=== PROVIDED RECORDS ===
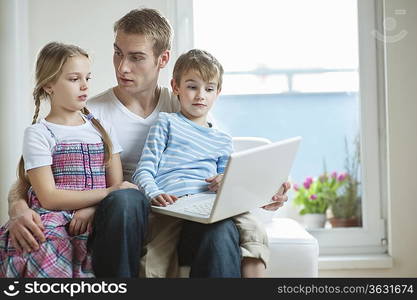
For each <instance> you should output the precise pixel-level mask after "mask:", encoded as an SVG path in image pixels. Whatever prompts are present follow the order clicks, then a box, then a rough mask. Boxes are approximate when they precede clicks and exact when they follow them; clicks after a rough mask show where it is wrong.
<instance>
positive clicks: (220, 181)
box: [206, 174, 223, 192]
mask: <svg viewBox="0 0 417 300" xmlns="http://www.w3.org/2000/svg"><path fill="white" fill-rule="evenodd" d="M222 180H223V174H217V175H216V176H213V177H210V178H206V182H208V183H210V184H209V186H208V188H209V190H210V191H211V192H217V190H218V189H219V187H220V184H221V182H222Z"/></svg>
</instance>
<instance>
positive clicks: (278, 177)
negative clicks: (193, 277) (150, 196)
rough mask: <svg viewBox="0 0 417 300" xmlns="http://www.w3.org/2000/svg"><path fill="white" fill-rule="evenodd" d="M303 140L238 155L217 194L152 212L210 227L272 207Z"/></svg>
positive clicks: (197, 196)
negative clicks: (266, 206) (265, 206)
mask: <svg viewBox="0 0 417 300" xmlns="http://www.w3.org/2000/svg"><path fill="white" fill-rule="evenodd" d="M300 142H301V137H294V138H290V139H286V140H282V141H278V142H274V143H271V144H267V145H263V146H259V147H254V148H251V149H248V150H243V151H239V152H234V153H232V154H231V155H230V158H229V161H228V163H227V166H226V169H225V172H224V176H223V182H222V184H221V186H220V187H219V189H218V191H217V193H213V192H204V193H198V194H194V195H190V196H184V197H181V198H179V199H178V200H177V201H176V202H174V203H173V204H170V205H167V206H155V205H152V206H151V208H152V211H154V212H156V213H161V214H165V215H169V216H173V217H178V218H182V219H186V220H190V221H195V222H199V223H204V224H209V223H214V222H217V221H220V220H223V219H226V218H230V217H233V216H236V215H238V214H241V213H244V212H248V211H250V210H252V209H255V208H259V207H262V206H264V205H267V204H270V203H272V202H273V201H272V196H273V195H274V194H275V193H276V192H277V190H278V189H279V188H280V186H281V185H282V184H283V183H284V182H285V181H287V179H288V176H289V174H290V171H291V167H292V165H293V162H294V159H295V156H296V153H297V150H298V147H299V144H300Z"/></svg>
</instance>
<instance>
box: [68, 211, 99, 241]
mask: <svg viewBox="0 0 417 300" xmlns="http://www.w3.org/2000/svg"><path fill="white" fill-rule="evenodd" d="M95 212H96V207H95V206H90V207H86V208H82V209H79V210H77V211H76V212H75V213H74V217H73V218H72V220H71V222H70V224H69V228H68V229H69V230H68V231H69V234H70V235H72V236H75V235H80V234H83V233H84V232H86V231H88V232H91V229H92V226H93V218H94V213H95Z"/></svg>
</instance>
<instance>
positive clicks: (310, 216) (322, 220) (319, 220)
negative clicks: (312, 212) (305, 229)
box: [303, 214, 326, 229]
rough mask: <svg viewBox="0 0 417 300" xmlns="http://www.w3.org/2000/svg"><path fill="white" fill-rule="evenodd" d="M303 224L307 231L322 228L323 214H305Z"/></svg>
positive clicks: (325, 219)
mask: <svg viewBox="0 0 417 300" xmlns="http://www.w3.org/2000/svg"><path fill="white" fill-rule="evenodd" d="M303 223H304V226H305V227H306V228H307V229H315V228H323V227H324V224H325V223H326V215H325V214H305V215H303Z"/></svg>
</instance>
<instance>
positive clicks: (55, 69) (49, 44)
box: [18, 42, 112, 184]
mask: <svg viewBox="0 0 417 300" xmlns="http://www.w3.org/2000/svg"><path fill="white" fill-rule="evenodd" d="M76 56H85V57H86V58H89V56H88V53H87V52H86V51H85V50H84V49H81V48H80V47H77V46H74V45H67V44H63V43H58V42H51V43H49V44H47V45H45V46H44V47H43V48H42V49H41V51H40V52H39V54H38V58H37V60H36V71H35V82H36V83H35V88H34V89H33V98H34V100H35V113H34V115H33V118H32V124H35V123H36V122H37V120H38V116H39V111H40V107H41V100H42V99H50V95H49V94H48V93H47V92H46V91H45V86H47V85H48V84H51V83H52V84H53V83H55V82H56V81H57V80H58V78H59V76H61V74H62V67H63V66H64V64H65V63H66V62H67V60H68V59H69V58H71V57H76ZM81 112H82V113H83V114H84V115H86V116H87V115H88V114H90V112H89V111H88V109H87V108H86V107H84V108H83V109H82V110H81ZM91 122H92V123H93V125H94V127H95V128H96V129H97V130H98V131H99V132H100V134H101V137H102V139H103V143H104V154H105V163H108V162H109V161H110V159H111V153H112V143H111V139H110V137H109V135H108V134H107V132H106V130H105V129H104V127H103V126H101V124H100V122H99V121H98V120H97V119H95V118H92V119H91ZM18 178H19V181H20V183H21V184H29V180H28V178H27V175H26V172H25V168H24V161H23V156H22V157H21V158H20V162H19V166H18Z"/></svg>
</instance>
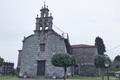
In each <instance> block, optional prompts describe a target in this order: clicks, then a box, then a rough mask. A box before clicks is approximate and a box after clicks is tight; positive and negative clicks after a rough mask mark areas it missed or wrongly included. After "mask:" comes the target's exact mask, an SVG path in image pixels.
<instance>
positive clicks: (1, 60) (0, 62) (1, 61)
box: [0, 57, 4, 66]
mask: <svg viewBox="0 0 120 80" xmlns="http://www.w3.org/2000/svg"><path fill="white" fill-rule="evenodd" d="M3 62H4V59H3V58H2V57H0V66H1V65H2V63H3Z"/></svg>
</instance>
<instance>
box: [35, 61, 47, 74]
mask: <svg viewBox="0 0 120 80" xmlns="http://www.w3.org/2000/svg"><path fill="white" fill-rule="evenodd" d="M37 76H45V60H40V61H37Z"/></svg>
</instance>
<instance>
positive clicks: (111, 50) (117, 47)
mask: <svg viewBox="0 0 120 80" xmlns="http://www.w3.org/2000/svg"><path fill="white" fill-rule="evenodd" d="M118 48H120V45H118V46H116V47H113V48H111V49H109V50H107V52H109V51H112V50H115V49H118Z"/></svg>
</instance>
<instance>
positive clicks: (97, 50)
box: [95, 36, 106, 55]
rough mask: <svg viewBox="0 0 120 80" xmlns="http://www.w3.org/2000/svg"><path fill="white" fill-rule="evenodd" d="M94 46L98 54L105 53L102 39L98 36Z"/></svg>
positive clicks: (100, 54) (96, 39) (101, 54)
mask: <svg viewBox="0 0 120 80" xmlns="http://www.w3.org/2000/svg"><path fill="white" fill-rule="evenodd" d="M95 46H96V48H97V51H98V54H99V55H104V52H106V50H105V45H104V42H103V40H102V38H100V37H99V36H98V37H96V39H95Z"/></svg>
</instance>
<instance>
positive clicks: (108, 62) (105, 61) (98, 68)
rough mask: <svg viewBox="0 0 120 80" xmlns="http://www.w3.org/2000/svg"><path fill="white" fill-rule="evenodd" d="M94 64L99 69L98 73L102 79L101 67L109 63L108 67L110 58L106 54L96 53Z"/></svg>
mask: <svg viewBox="0 0 120 80" xmlns="http://www.w3.org/2000/svg"><path fill="white" fill-rule="evenodd" d="M94 61H95V62H94V64H95V66H96V68H98V70H99V75H101V76H102V80H104V73H103V71H102V70H103V69H104V68H106V66H105V64H106V63H107V64H109V66H108V67H110V65H111V60H110V58H109V57H108V56H107V55H98V56H96V57H95V60H94Z"/></svg>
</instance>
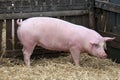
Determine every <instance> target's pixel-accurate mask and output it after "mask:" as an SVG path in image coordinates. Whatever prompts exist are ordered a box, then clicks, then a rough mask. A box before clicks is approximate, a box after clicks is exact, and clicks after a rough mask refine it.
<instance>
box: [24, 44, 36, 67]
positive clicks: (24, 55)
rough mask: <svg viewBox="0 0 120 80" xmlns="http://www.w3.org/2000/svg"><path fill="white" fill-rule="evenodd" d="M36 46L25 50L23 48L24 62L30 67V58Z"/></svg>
mask: <svg viewBox="0 0 120 80" xmlns="http://www.w3.org/2000/svg"><path fill="white" fill-rule="evenodd" d="M33 49H34V46H32V47H29V48H25V47H23V49H22V51H23V56H24V62H25V65H27V66H30V57H31V55H32V52H33Z"/></svg>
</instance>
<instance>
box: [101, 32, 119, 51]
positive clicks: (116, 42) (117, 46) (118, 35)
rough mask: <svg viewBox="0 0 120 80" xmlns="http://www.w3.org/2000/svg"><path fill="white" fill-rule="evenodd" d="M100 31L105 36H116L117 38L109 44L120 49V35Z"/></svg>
mask: <svg viewBox="0 0 120 80" xmlns="http://www.w3.org/2000/svg"><path fill="white" fill-rule="evenodd" d="M99 33H100V34H101V35H102V36H104V37H106V36H107V37H116V38H115V40H113V41H111V42H109V43H108V44H109V46H111V47H112V48H117V49H120V35H117V34H113V33H110V32H103V31H99Z"/></svg>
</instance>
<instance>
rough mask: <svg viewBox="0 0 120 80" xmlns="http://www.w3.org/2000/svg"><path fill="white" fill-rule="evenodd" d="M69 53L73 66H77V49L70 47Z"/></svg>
mask: <svg viewBox="0 0 120 80" xmlns="http://www.w3.org/2000/svg"><path fill="white" fill-rule="evenodd" d="M70 53H71V55H72V58H73V61H74V63H75V65H76V66H79V58H80V50H79V49H78V48H77V47H72V48H70Z"/></svg>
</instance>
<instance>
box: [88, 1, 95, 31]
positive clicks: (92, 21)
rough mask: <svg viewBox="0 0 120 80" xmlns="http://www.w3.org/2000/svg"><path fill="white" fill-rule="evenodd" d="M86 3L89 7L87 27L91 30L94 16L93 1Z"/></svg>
mask: <svg viewBox="0 0 120 80" xmlns="http://www.w3.org/2000/svg"><path fill="white" fill-rule="evenodd" d="M88 3H89V6H88V7H89V8H88V10H89V27H90V28H91V29H95V14H94V11H95V10H94V7H95V6H94V4H95V0H89V1H88Z"/></svg>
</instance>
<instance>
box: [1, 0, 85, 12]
mask: <svg viewBox="0 0 120 80" xmlns="http://www.w3.org/2000/svg"><path fill="white" fill-rule="evenodd" d="M70 1H71V0H60V1H57V0H56V1H55V0H54V1H53V0H39V1H38V0H33V1H32V0H9V1H5V0H4V1H0V13H1V14H2V13H20V12H23V13H30V12H45V11H60V10H83V9H87V6H86V5H87V4H86V3H85V2H86V1H85V0H83V1H84V2H83V1H82V2H81V0H80V1H77V0H75V1H76V2H73V1H71V3H70ZM77 2H78V3H77ZM80 2H81V3H80ZM73 3H74V4H73Z"/></svg>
===
## ACTION ITEM
Transcribe the data from its beginning through the line containing "positive clicks: (197, 196)", with both ends included. Leave the picture out of your transcription.

## ANSWER TO THE PROBLEM
For each <instance> you should output the precise pixel-level mask after "mask:", encoded as an SVG path in image pixels. Whatever prompts are present follow the order clicks, then a box, then a rough mask. Boxes are approximate when they precede clicks and exact when they follow them; clicks after a rough mask show where it is wrong.
<instance>
positive clicks: (220, 181)
box: [206, 174, 223, 192]
mask: <svg viewBox="0 0 417 300" xmlns="http://www.w3.org/2000/svg"><path fill="white" fill-rule="evenodd" d="M222 180H223V174H217V175H216V176H213V177H210V178H206V182H208V183H210V184H209V186H208V188H209V190H210V191H211V192H217V190H218V189H219V187H220V184H221V182H222Z"/></svg>
</instance>
<instance>
positive clicks: (278, 177)
negative clicks: (193, 277) (150, 196)
rough mask: <svg viewBox="0 0 417 300" xmlns="http://www.w3.org/2000/svg"><path fill="white" fill-rule="evenodd" d="M303 140L238 155L217 194L152 212L210 227L272 207Z"/></svg>
positive clicks: (197, 196)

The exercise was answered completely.